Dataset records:
━━━━━━━━━━━━━━━━━━━━
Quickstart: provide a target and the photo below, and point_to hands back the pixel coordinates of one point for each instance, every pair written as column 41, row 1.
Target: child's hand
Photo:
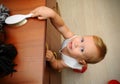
column 42, row 12
column 49, row 56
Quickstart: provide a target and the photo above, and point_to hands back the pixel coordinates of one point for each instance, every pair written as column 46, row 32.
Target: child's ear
column 82, row 62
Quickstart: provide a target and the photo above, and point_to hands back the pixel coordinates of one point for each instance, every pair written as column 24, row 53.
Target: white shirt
column 71, row 62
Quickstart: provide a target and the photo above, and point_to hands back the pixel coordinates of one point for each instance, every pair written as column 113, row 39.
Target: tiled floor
column 99, row 17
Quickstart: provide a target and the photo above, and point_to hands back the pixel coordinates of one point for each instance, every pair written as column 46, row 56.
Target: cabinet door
column 53, row 39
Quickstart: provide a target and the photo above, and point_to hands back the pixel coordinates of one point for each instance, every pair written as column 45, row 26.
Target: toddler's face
column 83, row 48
━━━━━━━━━━━━━━━━━━━━
WHAT THE TASK ASKS: Rewrite the lines above as a JSON list of strings, one string for each line, with blank lines dropped. Leave the pictures out of the answer.

THE ANSWER:
[
  "Quickstart: provide a target and the photo below, and point_to hands back the pixel coordinates of one point for each instance, every pair written as column 41, row 1.",
  "Target: child's hand",
  "Photo:",
  "column 42, row 12",
  "column 49, row 56",
  "Quickstart: provide a target and the photo above, and point_to hands back the pixel coordinates of one point for each instance, every pair written as column 46, row 32.",
  "Target: child's ear",
  "column 82, row 62",
  "Quickstart: provide a target and the photo above, and point_to hands back the pixel coordinates of one point for each instance, every pair written as column 24, row 53.",
  "Target: white shirt",
  "column 71, row 62",
  "Quickstart: provide a target and the photo above, and point_to hands back the pixel coordinates of one point for each instance, every pair written as column 113, row 39.",
  "Target: tiled floor",
  "column 99, row 17",
  "Quickstart: provide a target and the photo above, and point_to hands back the pixel coordinates of one point for each instance, every pair written as column 46, row 56.",
  "Target: cabinet door",
  "column 53, row 39",
  "Quickstart: provide a target and the photo above, and point_to hands back the pixel coordinates of one point for each instance, every pair written as column 45, row 26.",
  "Target: toddler's face",
  "column 83, row 48"
]